Boss Engira Bhaskaran sold 7.3 million tickets worldwide. It released on Eid day, the end of Ramadan, opening across 240 screens in Tamil Nadu with reportedly 95.5% average theatre occupancy, which, according to trade sources, was the best ever first day opening for Arya then, which resulted in an increase of the number of shows and screens. In its opening weekend, the film was said to have earned ₹65 lakh in Chennai, as reported by Sify. At the end of the second weekend, the film had netted ₹10 crore from 275 screens. According to an estimate by journalist Sridevi Sreedhar, the film, made on a budget of ₹6 crore, collected ₹20 crore as of late September 2010.

▶ [Dataset extract]
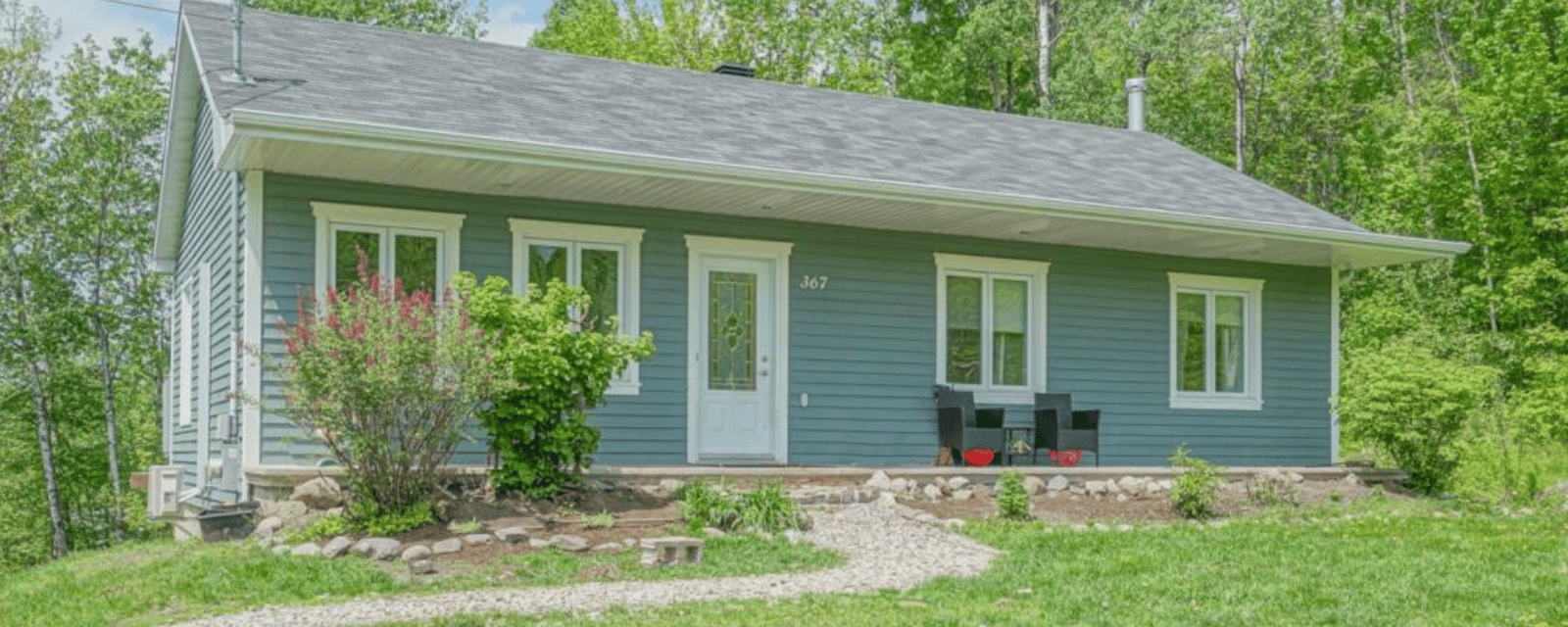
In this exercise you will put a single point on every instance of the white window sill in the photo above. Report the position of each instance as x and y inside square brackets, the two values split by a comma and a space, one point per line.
[624, 389]
[1239, 404]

▶ [Problem to work on]
Can you reproduce the part of the Boss Engira Bhaskaran box-office text that opens with the words "Boss Engira Bhaskaran" and closes with "late September 2010.", substituting "movie" for every "film"?

▶ [Solution for this exercise]
Boss Engira Bhaskaran sold 7.3 million tickets worldwide. It released on Eid day, the end of Ramadan, opening across 240 screens in Tamil Nadu with reportedly 95.5% average theatre occupancy, which, according to trade sources, was the best ever first day opening for Arya then, which resulted in an increase of the number of shows and screens. In its opening weekend, the movie was said to have earned ₹65 lakh in Chennai, as reported by Sify. At the end of the second weekend, the movie had netted ₹10 crore from 275 screens. According to an estimate by journalist Sridevi Sreedhar, the movie, made on a budget of ₹6 crore, collected ₹20 crore as of late September 2010.